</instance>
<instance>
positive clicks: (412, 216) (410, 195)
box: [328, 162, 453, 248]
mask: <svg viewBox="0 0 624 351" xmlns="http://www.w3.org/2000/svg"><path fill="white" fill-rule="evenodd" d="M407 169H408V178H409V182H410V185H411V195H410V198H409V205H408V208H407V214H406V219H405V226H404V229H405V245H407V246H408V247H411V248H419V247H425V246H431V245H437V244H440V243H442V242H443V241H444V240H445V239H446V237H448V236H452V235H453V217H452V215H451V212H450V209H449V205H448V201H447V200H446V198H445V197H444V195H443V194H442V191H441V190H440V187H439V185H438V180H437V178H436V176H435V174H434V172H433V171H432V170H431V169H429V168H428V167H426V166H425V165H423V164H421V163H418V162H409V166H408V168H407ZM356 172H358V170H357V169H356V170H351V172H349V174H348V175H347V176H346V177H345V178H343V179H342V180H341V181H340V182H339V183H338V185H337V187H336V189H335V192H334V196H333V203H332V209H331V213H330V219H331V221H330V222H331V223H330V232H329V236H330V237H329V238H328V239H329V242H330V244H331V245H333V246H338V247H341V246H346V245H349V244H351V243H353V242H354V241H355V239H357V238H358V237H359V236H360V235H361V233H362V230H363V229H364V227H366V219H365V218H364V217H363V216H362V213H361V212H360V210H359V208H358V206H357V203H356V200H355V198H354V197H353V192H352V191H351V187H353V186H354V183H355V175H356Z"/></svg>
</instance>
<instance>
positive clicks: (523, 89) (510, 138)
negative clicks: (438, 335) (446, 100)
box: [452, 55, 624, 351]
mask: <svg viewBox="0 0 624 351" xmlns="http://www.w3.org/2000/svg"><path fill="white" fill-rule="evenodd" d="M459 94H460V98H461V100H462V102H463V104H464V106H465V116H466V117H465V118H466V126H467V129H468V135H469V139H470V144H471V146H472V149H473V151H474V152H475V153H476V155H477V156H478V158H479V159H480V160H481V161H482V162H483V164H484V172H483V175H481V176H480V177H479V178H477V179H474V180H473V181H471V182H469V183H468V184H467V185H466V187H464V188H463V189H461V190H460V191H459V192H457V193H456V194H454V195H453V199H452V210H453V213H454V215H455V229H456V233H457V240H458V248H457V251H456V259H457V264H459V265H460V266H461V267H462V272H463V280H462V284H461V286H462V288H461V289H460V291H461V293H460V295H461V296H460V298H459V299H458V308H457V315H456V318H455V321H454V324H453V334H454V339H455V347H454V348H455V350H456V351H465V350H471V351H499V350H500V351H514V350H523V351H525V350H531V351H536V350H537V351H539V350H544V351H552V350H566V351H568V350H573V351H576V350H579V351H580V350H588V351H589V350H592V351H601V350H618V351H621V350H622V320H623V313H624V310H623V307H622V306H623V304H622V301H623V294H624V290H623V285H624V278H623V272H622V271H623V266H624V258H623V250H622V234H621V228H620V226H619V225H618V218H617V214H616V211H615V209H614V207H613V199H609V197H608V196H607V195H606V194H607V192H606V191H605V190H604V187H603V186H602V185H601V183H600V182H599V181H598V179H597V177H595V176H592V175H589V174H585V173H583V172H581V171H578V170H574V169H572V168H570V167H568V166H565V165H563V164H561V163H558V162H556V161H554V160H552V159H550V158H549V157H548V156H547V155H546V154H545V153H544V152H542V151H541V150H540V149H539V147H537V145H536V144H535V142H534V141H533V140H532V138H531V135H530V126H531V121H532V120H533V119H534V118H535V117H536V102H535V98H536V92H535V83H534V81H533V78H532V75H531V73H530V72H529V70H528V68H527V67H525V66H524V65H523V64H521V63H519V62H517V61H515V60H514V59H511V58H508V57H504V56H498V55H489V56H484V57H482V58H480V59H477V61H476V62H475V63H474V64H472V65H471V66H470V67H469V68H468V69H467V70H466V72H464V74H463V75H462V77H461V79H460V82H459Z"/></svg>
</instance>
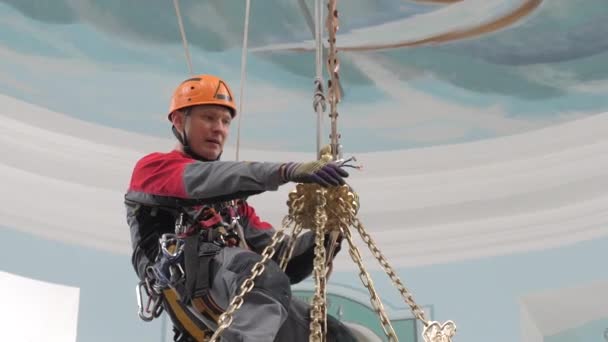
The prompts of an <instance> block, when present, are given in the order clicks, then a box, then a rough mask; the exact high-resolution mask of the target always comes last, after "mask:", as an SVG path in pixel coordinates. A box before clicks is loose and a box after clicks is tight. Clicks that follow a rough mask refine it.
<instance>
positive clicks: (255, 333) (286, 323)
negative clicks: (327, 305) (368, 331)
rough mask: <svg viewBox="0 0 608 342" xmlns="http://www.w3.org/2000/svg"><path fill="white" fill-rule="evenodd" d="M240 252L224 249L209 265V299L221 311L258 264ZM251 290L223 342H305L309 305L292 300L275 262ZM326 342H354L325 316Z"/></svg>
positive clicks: (261, 275)
mask: <svg viewBox="0 0 608 342" xmlns="http://www.w3.org/2000/svg"><path fill="white" fill-rule="evenodd" d="M261 258H262V257H261V256H260V255H259V254H257V253H254V252H251V251H248V250H245V249H242V248H238V247H235V248H223V249H222V250H221V251H220V252H219V253H218V254H217V255H216V256H215V257H214V258H213V261H212V264H211V268H210V272H211V277H212V281H211V290H210V295H211V298H213V300H214V301H215V302H216V303H217V304H218V305H219V306H220V307H221V308H223V309H224V310H225V309H226V308H227V307H228V305H229V304H230V300H231V298H233V297H234V296H235V295H236V294H237V293H239V291H240V285H241V284H242V283H243V281H244V280H245V279H246V278H247V277H249V276H250V275H251V269H252V268H253V266H254V264H255V263H256V262H258V261H259V260H261ZM254 284H255V286H254V288H253V290H252V291H251V292H249V293H248V294H247V295H246V296H245V298H244V303H243V305H242V306H241V308H240V309H239V310H237V311H236V312H235V313H234V315H233V321H232V324H231V325H230V327H229V328H227V329H226V330H224V332H223V333H222V335H221V341H222V342H270V341H290V342H298V341H308V336H309V332H310V330H309V322H310V320H309V305H308V304H306V303H304V302H301V301H299V300H297V299H296V298H292V296H291V287H290V283H289V278H288V277H287V275H285V273H284V272H283V271H282V270H281V269H280V267H279V266H278V265H277V263H276V262H274V261H269V262H268V263H267V264H266V268H265V270H264V272H263V273H262V274H261V275H260V276H258V277H257V278H256V279H255V281H254ZM327 319H328V334H327V341H328V342H330V341H341V342H342V341H344V342H348V341H355V339H354V337H353V335H352V334H351V333H350V332H349V331H348V329H347V328H346V327H345V326H344V325H342V324H341V323H340V322H339V321H337V320H336V319H335V318H333V317H331V316H328V318H327Z"/></svg>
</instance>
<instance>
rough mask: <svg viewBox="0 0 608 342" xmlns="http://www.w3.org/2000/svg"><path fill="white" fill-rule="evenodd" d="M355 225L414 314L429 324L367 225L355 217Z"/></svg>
mask: <svg viewBox="0 0 608 342" xmlns="http://www.w3.org/2000/svg"><path fill="white" fill-rule="evenodd" d="M354 226H355V228H357V230H358V231H359V234H360V235H361V239H362V240H363V242H365V244H367V246H368V247H369V250H370V251H371V252H372V254H373V255H374V257H375V258H376V260H378V262H379V263H380V266H382V269H383V270H384V272H386V274H387V275H388V276H389V278H390V279H391V281H392V282H393V285H395V287H396V288H397V290H398V291H399V293H400V294H401V296H402V297H403V300H405V303H406V304H407V305H409V307H410V309H411V310H412V313H413V314H414V316H415V317H416V318H417V319H419V320H420V321H422V322H423V323H424V324H425V325H427V324H428V320H427V318H426V315H425V313H424V310H422V308H421V307H420V306H419V305H418V304H417V303H416V302H415V301H414V296H413V295H412V293H411V292H410V291H409V290H408V289H407V288H406V287H405V285H403V282H402V281H401V279H399V276H397V274H396V273H395V271H394V270H393V268H392V267H391V265H389V263H388V260H387V259H386V257H385V256H384V255H383V254H382V252H380V249H378V247H377V246H376V243H375V242H374V240H373V239H372V237H371V236H370V235H369V234H368V233H367V231H366V230H365V227H364V226H363V224H362V223H361V221H360V220H359V219H357V218H355V219H354Z"/></svg>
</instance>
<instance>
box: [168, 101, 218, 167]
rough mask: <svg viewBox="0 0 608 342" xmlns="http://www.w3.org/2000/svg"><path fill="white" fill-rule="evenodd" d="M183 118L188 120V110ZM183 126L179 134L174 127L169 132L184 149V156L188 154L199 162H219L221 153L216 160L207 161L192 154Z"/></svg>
mask: <svg viewBox="0 0 608 342" xmlns="http://www.w3.org/2000/svg"><path fill="white" fill-rule="evenodd" d="M184 116H185V117H186V118H188V117H189V116H190V108H186V109H185V110H184ZM185 126H186V125H185V124H184V129H183V130H182V132H181V134H180V132H179V131H178V130H177V128H175V126H171V131H173V135H175V137H176V138H177V140H178V141H179V142H180V144H182V146H183V147H184V152H185V153H186V154H188V155H189V156H191V157H192V158H194V159H196V160H200V161H216V160H220V157H221V156H222V153H223V152H220V154H219V155H218V156H217V158H216V159H208V158H205V157H203V156H201V155H199V154H197V153H196V152H194V151H193V150H192V148H191V147H190V144H189V143H188V136H187V135H186V127H185Z"/></svg>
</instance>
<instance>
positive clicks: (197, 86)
mask: <svg viewBox="0 0 608 342" xmlns="http://www.w3.org/2000/svg"><path fill="white" fill-rule="evenodd" d="M206 104H214V105H220V106H224V107H226V108H228V109H229V110H230V112H231V114H232V117H234V116H236V111H237V110H236V105H235V103H234V96H233V95H232V91H231V90H230V87H228V85H227V84H226V82H224V80H222V79H221V78H219V77H216V76H213V75H197V76H195V77H192V78H189V79H187V80H185V81H183V82H182V83H181V84H180V85H179V86H178V87H177V89H175V92H174V93H173V97H172V98H171V105H170V106H169V116H168V117H169V120H171V113H173V112H174V111H176V110H180V109H184V108H187V107H191V106H197V105H206Z"/></svg>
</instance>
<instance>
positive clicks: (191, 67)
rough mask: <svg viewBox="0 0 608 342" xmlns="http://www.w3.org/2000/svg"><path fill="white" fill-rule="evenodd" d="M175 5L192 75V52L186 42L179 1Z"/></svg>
mask: <svg viewBox="0 0 608 342" xmlns="http://www.w3.org/2000/svg"><path fill="white" fill-rule="evenodd" d="M173 5H174V6H175V14H177V23H178V25H179V31H180V32H181V34H182V43H183V44H184V51H185V53H186V62H187V63H188V70H189V71H190V75H192V74H193V71H192V60H191V59H190V50H188V40H186V31H185V30H184V23H183V22H182V14H181V13H180V11H179V3H178V0H173Z"/></svg>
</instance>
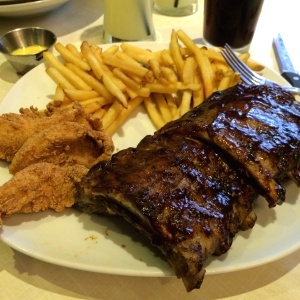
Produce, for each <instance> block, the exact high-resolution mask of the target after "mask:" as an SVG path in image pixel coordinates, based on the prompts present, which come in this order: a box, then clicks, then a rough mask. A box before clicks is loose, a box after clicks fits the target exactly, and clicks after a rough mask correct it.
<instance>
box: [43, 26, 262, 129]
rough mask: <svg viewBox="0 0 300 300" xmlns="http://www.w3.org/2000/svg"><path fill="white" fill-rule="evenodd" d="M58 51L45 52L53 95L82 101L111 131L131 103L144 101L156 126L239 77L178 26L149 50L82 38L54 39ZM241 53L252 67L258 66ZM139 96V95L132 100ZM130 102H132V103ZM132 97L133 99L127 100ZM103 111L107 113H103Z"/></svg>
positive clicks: (195, 106) (87, 110)
mask: <svg viewBox="0 0 300 300" xmlns="http://www.w3.org/2000/svg"><path fill="white" fill-rule="evenodd" d="M55 48H56V50H57V51H58V53H59V54H60V55H61V57H60V58H59V57H56V56H55V55H54V54H53V53H51V52H44V59H45V61H46V65H47V67H46V72H47V74H48V75H49V76H50V77H51V78H52V79H53V80H54V82H55V83H56V84H57V86H58V88H57V89H56V91H55V94H54V97H53V101H52V103H54V104H55V105H56V106H61V107H64V106H66V105H70V103H72V102H73V101H81V103H82V105H83V107H84V109H85V110H86V111H88V112H89V113H93V114H95V116H97V117H99V118H100V119H101V120H102V119H103V120H104V121H103V128H104V129H105V130H107V132H109V133H110V134H113V133H114V132H115V131H116V130H117V129H118V128H119V126H121V125H122V122H118V121H117V124H118V126H116V124H115V123H114V121H116V120H118V119H119V116H122V120H124V121H125V120H126V119H127V118H128V116H129V115H130V112H131V111H132V110H127V108H128V107H129V106H130V107H131V109H132V108H133V107H136V106H137V105H136V103H137V102H139V105H140V104H141V103H144V105H145V107H146V110H147V112H148V114H149V116H150V119H151V120H152V121H153V124H154V125H155V127H156V128H157V129H159V128H160V127H162V126H163V125H164V124H166V123H167V122H169V121H170V119H171V120H175V119H178V118H179V117H180V116H182V115H183V114H184V113H186V112H187V111H189V110H190V109H191V108H193V107H196V106H197V105H199V104H200V103H202V102H203V101H204V99H205V98H207V97H209V96H210V95H211V93H213V92H215V91H216V90H224V89H226V88H228V87H230V86H234V85H235V84H236V83H238V82H239V81H240V74H238V73H235V72H234V71H233V70H232V69H231V68H230V66H229V65H228V64H227V62H226V61H225V60H224V58H223V56H222V55H221V53H220V51H219V50H218V49H214V48H207V47H204V46H203V47H199V46H197V45H196V44H195V43H194V42H193V40H192V39H191V38H190V37H189V36H188V35H187V34H186V33H185V32H184V31H182V30H178V31H175V30H173V31H172V33H171V38H170V45H169V48H168V49H161V50H158V51H151V50H148V49H143V48H142V46H141V47H139V46H136V45H132V44H129V43H121V44H120V45H112V46H110V47H108V48H107V49H106V50H104V49H103V48H102V47H101V46H96V45H91V44H89V43H88V42H86V41H84V42H83V43H82V44H81V47H80V49H77V48H76V47H75V46H74V45H71V44H67V45H66V46H64V45H62V44H61V43H57V44H56V45H55ZM241 58H242V59H243V60H244V61H245V62H246V63H247V64H248V65H249V66H251V68H252V69H254V70H256V71H259V70H262V69H263V66H262V65H260V64H258V63H255V62H253V61H251V60H250V55H249V53H246V54H241ZM136 98H138V99H139V100H141V101H139V100H138V101H137V100H135V99H136ZM132 102H134V103H132ZM131 103H132V104H131ZM106 114H108V115H109V117H106Z"/></svg>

########################################

> **BRIEF**
Pick out every line above that contains the word "positive", matching its case exactly.

> **RESPONSE BOX**
positive clicks: (412, 216) (410, 195)
positive clicks: (523, 89) (510, 138)
positive clicks: (255, 333) (286, 323)
positive clicks: (261, 275)
positive clicks: (197, 86)
positive clicks: (191, 67)
positive clicks: (195, 106) (87, 110)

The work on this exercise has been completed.